USING THE INFORMATION
(1) Translate this sentence from the interview on Asian healthcare investing into Spanish: "Goldman Sachs has been appointed as the fund's prime broker and administrator."
(2) According to the interview on Asian healthcare investing, what share of the combined market cap of Asian healthcare companies is listed in Japan?
(3) Continue the interview on Asian healthcare investing from its last sentence.

*** Opening TEXT SHOWN ***

Whitney & Co., a US-based private equity and hedge fund firm, launched Asia's first healthcare hedge fund in August 2004. The fund currently has $160 million under management and is targeting a return of 15% to 18% per annum, with 5% volatility. In its first month of trading, the fund was up 2%. Goldman Sachs has been appointed as the fund's prime broker and administrator.
What's the rationale behind a dedicated Asian healthcare hedge fund?
Barker: There are powerful trends at work in the Asian healthcare space that are driving changes in the industry. Asia's aging demographic profile means that healthcare spending is likely to grow faster than the overall economy. The potential for growth is enormous, as data shows that the average consumption of healthcare services for people over 60 years old in Japan is five times more than those under 60.
This aging population is putting government healthcare systems under pressure, especially in places like Japan and China. In Japan, the government has allowed a private sector healthcare industry to grow, especially in the area of long-term care. Rising standards of living, rapid technological advances and the availability of new services are encouraging people, and particularly the elderly, to spend more on their healthcare, and to opt for private care. Currently, Japan only spends 7% of its GDP on healthcare, which is half the portion that the US spends.
While increased healthcare spending is an overall plus, efforts by governments to hold back spending growth is also creating losers, which provides ample opportunity for our short book.
How do you define an Asian healthcare stock and how big is the universe?
We estimate that there are over 1,000 Asian healthcare companies with a combined market cap of more than $300 billion. More than 75% of this market cap is listed in Japan, with China, India, Korea and Australia making up the bulk of what remains. The largest sectors are pharmaceuticals, med tech and healthcare services, but the scope of the universe includes medical devices, biotech, medical wholesalers, testing labs and hospital management.

*** Closing TEXT SHOWN ***
*** Opening DATA EXTRACTS ***

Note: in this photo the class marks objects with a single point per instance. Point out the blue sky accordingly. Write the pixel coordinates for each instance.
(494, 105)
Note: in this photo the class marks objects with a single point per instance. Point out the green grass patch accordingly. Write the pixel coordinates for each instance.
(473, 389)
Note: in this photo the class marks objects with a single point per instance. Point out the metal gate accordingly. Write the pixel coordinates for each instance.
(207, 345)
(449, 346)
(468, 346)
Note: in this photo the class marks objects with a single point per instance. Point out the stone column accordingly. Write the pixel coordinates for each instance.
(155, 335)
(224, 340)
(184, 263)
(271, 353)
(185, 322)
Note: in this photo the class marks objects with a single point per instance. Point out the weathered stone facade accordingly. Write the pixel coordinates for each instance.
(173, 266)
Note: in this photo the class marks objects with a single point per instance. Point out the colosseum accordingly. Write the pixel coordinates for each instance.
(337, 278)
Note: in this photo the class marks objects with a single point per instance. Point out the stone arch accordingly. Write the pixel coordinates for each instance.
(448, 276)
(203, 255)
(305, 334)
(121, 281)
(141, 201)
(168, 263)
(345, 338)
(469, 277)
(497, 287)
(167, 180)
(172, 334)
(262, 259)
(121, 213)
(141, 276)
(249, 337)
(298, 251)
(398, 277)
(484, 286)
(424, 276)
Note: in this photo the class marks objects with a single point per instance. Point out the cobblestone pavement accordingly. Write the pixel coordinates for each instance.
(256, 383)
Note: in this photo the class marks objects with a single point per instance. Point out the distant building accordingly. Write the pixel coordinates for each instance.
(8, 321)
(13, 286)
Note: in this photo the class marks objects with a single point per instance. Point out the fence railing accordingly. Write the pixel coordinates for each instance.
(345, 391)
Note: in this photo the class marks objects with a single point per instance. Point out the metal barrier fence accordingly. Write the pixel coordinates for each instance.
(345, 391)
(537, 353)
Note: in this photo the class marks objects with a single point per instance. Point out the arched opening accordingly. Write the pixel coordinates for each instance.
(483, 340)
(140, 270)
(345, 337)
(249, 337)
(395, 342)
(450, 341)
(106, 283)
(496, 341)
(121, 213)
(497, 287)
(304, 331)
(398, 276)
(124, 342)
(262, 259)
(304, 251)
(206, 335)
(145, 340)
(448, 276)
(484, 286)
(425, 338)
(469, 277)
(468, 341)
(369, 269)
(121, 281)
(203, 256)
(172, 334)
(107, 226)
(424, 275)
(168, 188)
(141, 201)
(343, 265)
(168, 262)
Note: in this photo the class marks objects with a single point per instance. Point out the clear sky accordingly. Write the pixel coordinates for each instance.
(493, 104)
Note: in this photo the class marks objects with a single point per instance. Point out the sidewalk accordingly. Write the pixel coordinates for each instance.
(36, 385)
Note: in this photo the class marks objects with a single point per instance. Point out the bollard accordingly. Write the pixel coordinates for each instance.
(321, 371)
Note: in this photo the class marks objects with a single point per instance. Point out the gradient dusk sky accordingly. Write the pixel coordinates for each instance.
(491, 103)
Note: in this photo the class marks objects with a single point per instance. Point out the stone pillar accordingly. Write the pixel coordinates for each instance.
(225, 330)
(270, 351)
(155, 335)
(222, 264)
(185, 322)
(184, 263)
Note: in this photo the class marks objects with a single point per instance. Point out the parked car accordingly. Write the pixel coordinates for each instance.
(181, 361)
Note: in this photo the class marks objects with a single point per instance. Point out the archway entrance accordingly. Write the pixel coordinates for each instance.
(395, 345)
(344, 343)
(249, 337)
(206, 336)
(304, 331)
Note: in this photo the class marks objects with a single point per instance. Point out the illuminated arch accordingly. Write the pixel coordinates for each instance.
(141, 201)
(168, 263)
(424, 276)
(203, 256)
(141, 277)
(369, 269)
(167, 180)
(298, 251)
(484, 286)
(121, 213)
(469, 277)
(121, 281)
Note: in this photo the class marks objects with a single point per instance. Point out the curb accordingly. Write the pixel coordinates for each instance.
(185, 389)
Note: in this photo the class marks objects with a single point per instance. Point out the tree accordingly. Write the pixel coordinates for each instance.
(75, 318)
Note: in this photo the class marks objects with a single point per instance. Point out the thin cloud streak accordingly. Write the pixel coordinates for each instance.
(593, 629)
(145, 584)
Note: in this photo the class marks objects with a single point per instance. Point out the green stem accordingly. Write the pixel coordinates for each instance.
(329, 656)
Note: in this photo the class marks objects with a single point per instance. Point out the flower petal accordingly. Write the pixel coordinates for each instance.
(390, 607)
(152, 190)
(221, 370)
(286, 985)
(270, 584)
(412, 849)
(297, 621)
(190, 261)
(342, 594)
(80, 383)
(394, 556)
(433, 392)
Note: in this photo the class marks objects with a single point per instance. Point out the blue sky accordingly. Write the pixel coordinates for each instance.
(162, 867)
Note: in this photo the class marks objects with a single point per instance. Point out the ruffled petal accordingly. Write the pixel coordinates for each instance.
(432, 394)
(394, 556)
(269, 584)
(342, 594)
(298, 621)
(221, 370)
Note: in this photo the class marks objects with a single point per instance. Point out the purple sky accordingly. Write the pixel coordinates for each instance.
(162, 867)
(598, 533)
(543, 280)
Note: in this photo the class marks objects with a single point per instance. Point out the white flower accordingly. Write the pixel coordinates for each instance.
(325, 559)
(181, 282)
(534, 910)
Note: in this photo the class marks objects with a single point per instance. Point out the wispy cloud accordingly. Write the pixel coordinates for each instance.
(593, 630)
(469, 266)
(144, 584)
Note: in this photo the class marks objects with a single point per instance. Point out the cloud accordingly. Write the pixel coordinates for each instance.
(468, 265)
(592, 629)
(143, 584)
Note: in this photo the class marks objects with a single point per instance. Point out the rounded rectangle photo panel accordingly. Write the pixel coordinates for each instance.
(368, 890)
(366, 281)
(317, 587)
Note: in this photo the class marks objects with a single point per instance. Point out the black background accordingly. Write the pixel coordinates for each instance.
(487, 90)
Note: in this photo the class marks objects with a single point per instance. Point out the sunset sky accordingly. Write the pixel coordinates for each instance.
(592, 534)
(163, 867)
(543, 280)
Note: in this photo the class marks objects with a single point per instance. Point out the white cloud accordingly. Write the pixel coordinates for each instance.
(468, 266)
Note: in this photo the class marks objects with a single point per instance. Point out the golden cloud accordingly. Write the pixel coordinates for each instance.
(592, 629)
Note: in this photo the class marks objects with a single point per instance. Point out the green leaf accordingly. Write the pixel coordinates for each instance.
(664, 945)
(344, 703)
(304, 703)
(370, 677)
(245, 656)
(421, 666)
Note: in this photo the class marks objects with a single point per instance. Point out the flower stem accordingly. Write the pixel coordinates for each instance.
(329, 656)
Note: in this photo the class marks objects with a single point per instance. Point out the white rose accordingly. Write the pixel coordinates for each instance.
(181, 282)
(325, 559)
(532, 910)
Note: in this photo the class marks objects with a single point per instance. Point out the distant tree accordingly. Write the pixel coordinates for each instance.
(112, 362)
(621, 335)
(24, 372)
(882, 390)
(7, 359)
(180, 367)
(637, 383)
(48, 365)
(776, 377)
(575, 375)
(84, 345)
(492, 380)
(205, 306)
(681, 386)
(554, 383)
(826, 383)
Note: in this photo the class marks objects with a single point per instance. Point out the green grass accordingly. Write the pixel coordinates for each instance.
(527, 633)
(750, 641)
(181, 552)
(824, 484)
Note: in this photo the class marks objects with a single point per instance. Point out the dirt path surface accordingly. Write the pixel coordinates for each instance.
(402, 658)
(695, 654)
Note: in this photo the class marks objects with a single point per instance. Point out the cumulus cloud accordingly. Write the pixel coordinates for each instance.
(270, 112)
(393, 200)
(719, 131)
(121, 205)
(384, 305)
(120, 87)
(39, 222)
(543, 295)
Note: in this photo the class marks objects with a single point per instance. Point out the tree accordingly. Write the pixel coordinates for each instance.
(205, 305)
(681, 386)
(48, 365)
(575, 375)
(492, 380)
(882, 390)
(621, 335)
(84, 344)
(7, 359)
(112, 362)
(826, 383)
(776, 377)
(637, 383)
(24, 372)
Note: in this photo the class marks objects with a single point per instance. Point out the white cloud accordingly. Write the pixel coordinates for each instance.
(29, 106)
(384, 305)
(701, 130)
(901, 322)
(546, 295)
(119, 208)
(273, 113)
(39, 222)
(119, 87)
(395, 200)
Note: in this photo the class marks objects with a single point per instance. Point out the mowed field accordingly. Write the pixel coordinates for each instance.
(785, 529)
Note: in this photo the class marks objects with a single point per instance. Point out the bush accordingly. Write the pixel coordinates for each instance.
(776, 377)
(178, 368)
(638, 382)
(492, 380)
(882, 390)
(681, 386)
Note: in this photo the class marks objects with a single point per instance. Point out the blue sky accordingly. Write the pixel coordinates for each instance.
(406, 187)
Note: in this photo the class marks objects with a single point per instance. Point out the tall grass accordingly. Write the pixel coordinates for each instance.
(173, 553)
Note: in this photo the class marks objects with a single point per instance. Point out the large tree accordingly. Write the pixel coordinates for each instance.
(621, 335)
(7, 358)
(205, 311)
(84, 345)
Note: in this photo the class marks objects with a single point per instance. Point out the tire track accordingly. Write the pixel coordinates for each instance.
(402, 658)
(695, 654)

*** Closing DATA EXTRACTS ***

ANSWER SET
(1) Goldman Sachs ha sido designado corredor principal y administrador del fondo.

(2) More than 75%.

(3)
The Asian healthcare sector is large, liquid and diversified, plus stock borrow is easily accessible. There's an active IPO pipeline and M&A market, with new companies constantly being created.
How is your team organized and what is the background of the team members?
So far, we are an investment team of three. Currently we are mainly focusing on the Japanese healthcare market, because this is by far the largest market in Asia and it's where the bulk of our team's expertise lies. However, as our fund expands in size we'll add another analyst to the team who has knowledge of healthcare companies outside of Japan.
Ed Brogan is the fund's senior advisor. He's been advising Whitney's Japan fund for four years and was previously a managing director at hedge fund Tiger Management.
Chris Redl and I are the senior analysis dedicated to the healthcare fund. I've been focused on Asia's healthcare industry for nine years, first as a scientific editor at various specialist journals and most recently as a research analyst with UBS based in Tokyo, where I headed up the healthcare research team for almost six years.
Chris and I worked together at UBS. He's worked as an investment professional for the last nine years, and previously worked with Morgan Stanley and ING Barings.
What is your investment process?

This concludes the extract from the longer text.